# [Short exercise]
Copy out every one of the lines below word for word, with nothing changed.

# [Dataset excerpt]
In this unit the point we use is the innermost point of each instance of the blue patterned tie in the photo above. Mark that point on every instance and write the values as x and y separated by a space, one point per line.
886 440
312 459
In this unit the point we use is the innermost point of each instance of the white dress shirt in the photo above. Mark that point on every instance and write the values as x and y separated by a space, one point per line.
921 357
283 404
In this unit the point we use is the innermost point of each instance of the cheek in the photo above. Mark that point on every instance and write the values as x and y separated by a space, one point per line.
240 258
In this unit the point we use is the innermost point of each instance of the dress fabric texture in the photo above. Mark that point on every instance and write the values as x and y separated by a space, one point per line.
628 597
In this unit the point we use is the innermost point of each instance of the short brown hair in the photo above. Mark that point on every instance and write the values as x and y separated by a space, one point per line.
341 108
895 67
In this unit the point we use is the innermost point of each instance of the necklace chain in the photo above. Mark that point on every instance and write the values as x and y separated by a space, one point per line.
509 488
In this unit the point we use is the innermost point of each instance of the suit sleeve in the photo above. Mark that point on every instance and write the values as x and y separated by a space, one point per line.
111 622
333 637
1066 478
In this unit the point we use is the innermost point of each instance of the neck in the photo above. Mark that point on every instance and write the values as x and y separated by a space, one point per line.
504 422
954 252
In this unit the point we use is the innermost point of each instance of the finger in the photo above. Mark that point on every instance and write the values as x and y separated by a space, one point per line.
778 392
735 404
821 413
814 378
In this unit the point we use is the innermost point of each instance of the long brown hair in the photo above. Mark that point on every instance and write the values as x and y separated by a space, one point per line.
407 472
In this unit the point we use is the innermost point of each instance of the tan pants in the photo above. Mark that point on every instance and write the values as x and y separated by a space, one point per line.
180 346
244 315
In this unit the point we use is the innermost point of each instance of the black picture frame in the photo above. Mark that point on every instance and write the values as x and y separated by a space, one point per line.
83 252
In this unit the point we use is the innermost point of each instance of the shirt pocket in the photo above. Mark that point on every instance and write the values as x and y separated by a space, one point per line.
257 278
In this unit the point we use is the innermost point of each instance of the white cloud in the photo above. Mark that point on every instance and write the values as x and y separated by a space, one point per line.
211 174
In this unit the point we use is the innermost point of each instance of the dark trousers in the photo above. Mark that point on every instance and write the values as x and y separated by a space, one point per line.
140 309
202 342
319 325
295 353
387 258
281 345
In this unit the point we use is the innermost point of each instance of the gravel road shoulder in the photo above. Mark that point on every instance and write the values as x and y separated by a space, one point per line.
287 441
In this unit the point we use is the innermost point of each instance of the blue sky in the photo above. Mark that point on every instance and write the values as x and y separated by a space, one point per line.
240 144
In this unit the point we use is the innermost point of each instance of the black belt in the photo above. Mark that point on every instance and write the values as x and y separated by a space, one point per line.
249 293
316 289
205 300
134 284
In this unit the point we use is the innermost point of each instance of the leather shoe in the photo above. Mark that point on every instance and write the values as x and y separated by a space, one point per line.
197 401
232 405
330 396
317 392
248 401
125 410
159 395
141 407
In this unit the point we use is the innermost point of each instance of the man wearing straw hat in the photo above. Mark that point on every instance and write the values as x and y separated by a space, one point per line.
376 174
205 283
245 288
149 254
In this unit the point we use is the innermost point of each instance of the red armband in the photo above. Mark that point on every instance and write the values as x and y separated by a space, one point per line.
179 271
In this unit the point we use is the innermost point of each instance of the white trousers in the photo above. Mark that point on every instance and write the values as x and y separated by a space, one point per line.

# [Output for this exercise]
In this unit the point we use is the innermost point of each instance of the blue patterned tie in the photo above. Mark that point on every instance and write the values as x and y separated by a space, one point per line.
886 440
312 459
In this unit the point we use is the innermost point of each instance of the white dress shirt in the photo above. Mark that point on every instance and write the values as x and y separated by a space, one point per line.
921 357
283 404
In this unit the point we use is the innermost point of each instance of the cheek in the photo above. Mark that point on every instance and write the values as x and y separated by a space, one point per line.
240 258
In this unit the point we use is the innermost point of each instance of the dress fabric texture in the photo above. Mark that point on every instance and write the values as x and y separated by a space, one point per line.
628 597
In this unit the point we use is the innermost point of each instance of the short brown hair in the photo above. Mark that point on every instance and write the values as x and y separated by a space, one point per line.
341 108
895 67
In this unit the point we use is the innermost point of each instance of the necklace chain in the photo above. Mark that point on every instance and write the values as x and y separated by a space, one point per line.
509 488
In this unit the point we use is the innermost point of each instance of the suit sleeve in the photo above. Mark that point on every instance and write the values as x and y separated by a space, one point per line.
111 622
333 637
1066 478
In this unit the point we use is the innermost point of each instance of the neck in the photo above. Mark that point on every instance and write the values as x and y separated by a space, one point per line.
504 422
954 252
In this unit the point we use is the innermost point of each instance of the finger in the photo above. Mark that point on every instance and write the values as x and y separated by a space, one point per line.
778 392
735 404
821 413
814 378
In this unit the point we use is the innermost point of each instance of the long brown hair in the photo above. Mark that point on every instance and write the values as x and y separated by a space, one point per line.
407 472
In this unit the point we use is the innermost point of each instance of the tan pants in the photo above. Mark that point on every instance and write the values as x and y separated by a space, one point per line.
180 346
244 315
In this unit the point we use is the innermost point of each instance of the black picture frame in the photo above. Mark that point on every instance and write the values as x and y separated by a space, one point per line.
83 252
In this unit the point we use is the innermost point of each instance of the shirt pocket in the photo above. Mark that point on every instance and write the values as x and y separated by a space, one point per line.
257 278
In this unit the point we use is the innermost point of each instance of the white cloud in the photo above. Mark that point on every instance and write the values as x and y separated by a space, one point per line.
211 174
In this unit the point we use is the innermost point of each instance of the dark trousers in the photo above. Mark that point on every instance and write the values as x and y separated by a space, one point per line.
140 309
202 342
319 325
295 353
387 258
281 345
In this unit the point we use is the innermost point of each instance of the gravel road shoulder in the photo above. Mark that point on every instance and write the values as x and y separated by a space, one point per line.
287 441
In this unit the point we use is the innermost point of each instance of the blue sky in the photo above. Mark that point on every instance and write the values as x and y separated by a space, one point per line.
240 144
In this unit the point we use is the innermost point of each instance of the black belt in the photo above. Mark that point on every instance and write the values as x and y separated by a space, one point per line.
249 293
316 289
205 300
134 284
In this unit the point we use is the innermost point of each instance of the leather shoe in the photo above. Mark that point on every instance and write the values as x and y separated by a space, one point per line.
197 401
232 405
330 396
317 392
248 401
125 410
159 395
141 407
In this unit the point we use is the innermost point of each instance of the man wearing straw hat in the photo above. Mark that point on every instance and write the values as x and y separated by a space, one point per line.
376 174
205 283
245 288
149 254
In this unit the point we use is the innermost point of each instance of the red armband in the photo above. Mark that point on every instance and write the values as x and y separated by a space, one point per line.
179 271
In this unit the point we use is the innermost point of each instance of the white trousers in the photo above. Mark that point on every instance and write the values as x and y separated by a space, one point per line.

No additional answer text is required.